- [Task requirements]: Give every entry again, exactly as it stands.

- [Data in this exercise]:
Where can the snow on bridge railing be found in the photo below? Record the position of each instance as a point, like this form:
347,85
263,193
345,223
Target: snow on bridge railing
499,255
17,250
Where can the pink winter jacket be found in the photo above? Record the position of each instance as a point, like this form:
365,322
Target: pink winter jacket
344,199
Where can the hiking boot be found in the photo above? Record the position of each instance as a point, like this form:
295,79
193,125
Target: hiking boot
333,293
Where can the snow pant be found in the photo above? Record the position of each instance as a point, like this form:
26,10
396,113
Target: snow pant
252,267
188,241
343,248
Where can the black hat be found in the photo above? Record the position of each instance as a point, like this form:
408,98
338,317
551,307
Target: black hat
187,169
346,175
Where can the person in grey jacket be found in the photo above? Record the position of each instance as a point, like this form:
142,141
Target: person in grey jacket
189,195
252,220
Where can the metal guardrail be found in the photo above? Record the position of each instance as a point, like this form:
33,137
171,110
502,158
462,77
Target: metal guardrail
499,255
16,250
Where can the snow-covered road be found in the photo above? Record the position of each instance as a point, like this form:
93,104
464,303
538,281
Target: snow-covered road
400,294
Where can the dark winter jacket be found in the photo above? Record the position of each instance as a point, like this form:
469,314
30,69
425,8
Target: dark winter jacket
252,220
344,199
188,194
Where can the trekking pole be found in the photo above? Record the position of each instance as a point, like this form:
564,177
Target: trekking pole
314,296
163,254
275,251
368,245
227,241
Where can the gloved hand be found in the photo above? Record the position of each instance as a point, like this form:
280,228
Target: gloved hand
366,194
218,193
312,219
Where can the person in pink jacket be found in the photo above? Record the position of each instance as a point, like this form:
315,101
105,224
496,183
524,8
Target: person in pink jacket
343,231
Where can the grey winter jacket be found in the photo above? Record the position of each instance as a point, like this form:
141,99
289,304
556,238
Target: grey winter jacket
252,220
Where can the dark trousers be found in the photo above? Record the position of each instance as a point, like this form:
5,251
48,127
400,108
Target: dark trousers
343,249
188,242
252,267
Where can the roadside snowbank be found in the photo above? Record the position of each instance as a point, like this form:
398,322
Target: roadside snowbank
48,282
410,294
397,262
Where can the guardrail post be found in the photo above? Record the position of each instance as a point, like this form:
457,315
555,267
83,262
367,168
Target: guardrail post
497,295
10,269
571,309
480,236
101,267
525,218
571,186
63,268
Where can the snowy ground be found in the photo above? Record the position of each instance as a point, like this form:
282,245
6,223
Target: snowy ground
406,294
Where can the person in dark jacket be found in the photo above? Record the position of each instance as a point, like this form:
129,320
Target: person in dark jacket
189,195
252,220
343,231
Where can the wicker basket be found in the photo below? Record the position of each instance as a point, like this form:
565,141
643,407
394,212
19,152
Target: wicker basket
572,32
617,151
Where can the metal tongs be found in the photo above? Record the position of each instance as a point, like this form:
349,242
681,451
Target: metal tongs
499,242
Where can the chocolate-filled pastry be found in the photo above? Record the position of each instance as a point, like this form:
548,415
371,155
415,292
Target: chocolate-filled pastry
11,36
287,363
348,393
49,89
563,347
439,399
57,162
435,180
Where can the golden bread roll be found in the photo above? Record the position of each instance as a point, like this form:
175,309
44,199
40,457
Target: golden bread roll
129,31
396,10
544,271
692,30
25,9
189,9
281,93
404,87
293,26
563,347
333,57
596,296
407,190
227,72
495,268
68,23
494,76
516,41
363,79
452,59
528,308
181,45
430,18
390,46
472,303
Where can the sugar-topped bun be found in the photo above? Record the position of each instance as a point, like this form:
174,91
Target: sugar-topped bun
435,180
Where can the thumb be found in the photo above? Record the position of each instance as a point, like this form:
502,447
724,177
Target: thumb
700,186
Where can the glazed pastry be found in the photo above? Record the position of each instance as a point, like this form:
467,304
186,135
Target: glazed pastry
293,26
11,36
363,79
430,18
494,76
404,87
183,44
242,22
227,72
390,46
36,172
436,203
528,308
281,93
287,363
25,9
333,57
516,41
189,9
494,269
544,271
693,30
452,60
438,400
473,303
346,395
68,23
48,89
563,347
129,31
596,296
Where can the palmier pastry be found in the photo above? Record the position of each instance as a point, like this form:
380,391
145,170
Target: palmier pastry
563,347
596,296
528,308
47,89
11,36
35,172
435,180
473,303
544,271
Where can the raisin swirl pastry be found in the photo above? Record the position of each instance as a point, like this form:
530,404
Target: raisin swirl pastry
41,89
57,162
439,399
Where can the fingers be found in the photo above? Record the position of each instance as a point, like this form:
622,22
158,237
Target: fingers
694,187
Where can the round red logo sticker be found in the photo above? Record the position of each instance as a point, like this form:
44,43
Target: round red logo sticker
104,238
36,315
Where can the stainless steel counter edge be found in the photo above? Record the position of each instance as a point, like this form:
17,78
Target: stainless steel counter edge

- [Exercise result]:
Where can the snow on bridge railing be found in the photo below? Record the position of each instance as a point, like this form:
347,85
263,193
345,223
Target: snow on bridge railing
499,255
17,250
Where can the pink winter jacket be found in the photo above? Record the position of each instance as a point, like this form:
365,322
Target: pink winter jacket
344,199
Where can the hiking boot be found in the photo above? Record the position of each instance as a point, like this form:
295,79
193,125
Target: hiking boot
333,293
Where can the snow pant be found in the photo above? Record the position of each instance as a point, like this form:
26,10
396,113
Target: snow pant
252,267
188,241
343,248
Where can the black hat be found in the photo above? Record the position of each instance as a point, like this form:
408,98
338,317
551,307
Target: black hat
187,169
346,175
Where can the person in grey jacket be found in the photo above? Record the position of each instance as a point, like this form:
142,141
Target: person in grey jacket
189,195
252,220
Where can the metal guardrail be found in the photo above? Record the position of each instance as a point, like this form:
33,137
171,110
502,158
462,77
Target: metal guardrail
499,255
16,250
Where can the snow-covered road be found in the photo above? Record the position of each instance as a point, like this form:
93,104
464,303
538,281
Target: snow-covered road
400,294
Where can the dark winter jacket be found in the photo above? Record the position of each instance as a point, like this form:
469,314
30,69
425,8
Target: dark winter jacket
252,220
344,199
188,194
Where can the trekking pole be found in the photo above? Record the position of each instance as a point, like this form:
564,177
Target: trekking pole
314,296
163,254
275,251
368,245
227,241
Where can the gloved hand be found in the photo above? Record the position of each instance as a point, like this form:
280,228
Target: gloved hand
366,194
218,193
312,219
Where can the person in pink jacket be found in the photo above? Record the position of each instance as a point, like this form:
315,101
105,224
496,183
524,8
Target: person in pink jacket
343,231
Where can the grey winter jacket be found in the photo above? Record the position of each instance as a point, like this form:
141,99
289,304
556,238
Target: grey winter jacket
252,220
Where can the dark trousers be found in the photo above? Record the position of each instance as a point, like this form:
5,251
48,127
400,108
Target: dark trousers
343,249
188,242
252,267
Where can the roadside snowbank be found in the photo above? Record the position of each instance as a point, like this form:
398,322
Target: roadside snowbank
48,282
410,294
397,262
Where can the guardrail post be found in the photo above? Record the position of each instance as a point, like this form:
457,315
555,267
83,262
367,168
Target: guardrail post
497,295
10,269
571,309
480,236
101,267
525,218
571,186
63,268
Where can the snowy ground be found in the photo above? Record the position of each instance as a point, like this form:
282,245
6,223
Target: snowy ground
406,294
Where can the person in dark jacket be found in the photo above? Record the position of each instance as a point, like this form:
129,320
Target: person in dark jacket
189,195
252,220
343,231
Where can the wicker basket be found in the photo below? Record the position of each instance as a point, like this form:
565,141
643,407
394,212
19,152
Target: wicker basket
572,32
617,151
Where can the metal tongs be found in the photo above? Record the position of each instance as a point, like this form:
349,242
681,451
Target: metal tongs
499,242
Where can the chocolate-filled pastry be found in the photo above? Record the position of each instance as a point, like this form:
548,415
371,155
415,292
Target: chocolate-filled pastry
11,36
287,363
348,393
49,89
563,347
439,399
57,162
435,180
Where can the golden bread roll be found in the photo above? Record the position of each instance as a point, like this form:
175,309
44,199
40,457
Target: golden bread roll
129,31
396,10
544,271
692,30
25,9
189,9
281,93
404,87
293,26
563,347
333,57
596,296
407,190
227,72
495,268
68,23
494,76
516,41
363,79
452,59
528,308
181,45
430,18
390,46
472,303
Where can the sugar-topped bun be found in the photo above? Record the position of each instance as a point, like this form:
174,91
Target: sugar-topped bun
435,180
Where can the thumb be found in the photo above? Record the position of each instance as a point, like this form:
502,447
724,177
Target: thumb
700,186
Where can the glazed pastry be found in the photo above? Record the position of each instance as a point, like this form:
467,304
186,135
Target: glazed pastry
293,26
11,36
363,79
430,18
494,76
404,87
183,44
242,22
227,72
390,46
36,172
436,203
528,308
281,93
287,363
25,9
333,57
516,41
189,9
494,269
544,271
693,30
452,60
438,400
473,303
346,395
68,23
48,89
563,347
129,31
596,296
Where can the palmier pastry be found in the photo above? Record the position of each instance as a point, like this form:
380,391
145,170
Target: palmier pastry
563,347
596,296
528,308
47,89
11,36
35,172
435,180
473,303
544,271
Where can the raisin swirl pastry be found in the photo above? Record the position of each instance as a point, like this form:
530,404
Target: raisin swirl pastry
41,89
57,162
439,399
Where can the fingers be found in the photo above? Record the position of each instance as a point, like this form:
622,22
158,237
Target: fingers
694,187
Where can the round red logo sticker be found in the photo above? Record the position of each instance as a point, like this form:
44,43
Target: round red logo sticker
104,238
36,315
Where can the stainless steel counter edge be found in the photo above? Record the position of each instance as a point, like this form:
17,78
Target: stainless steel counter edge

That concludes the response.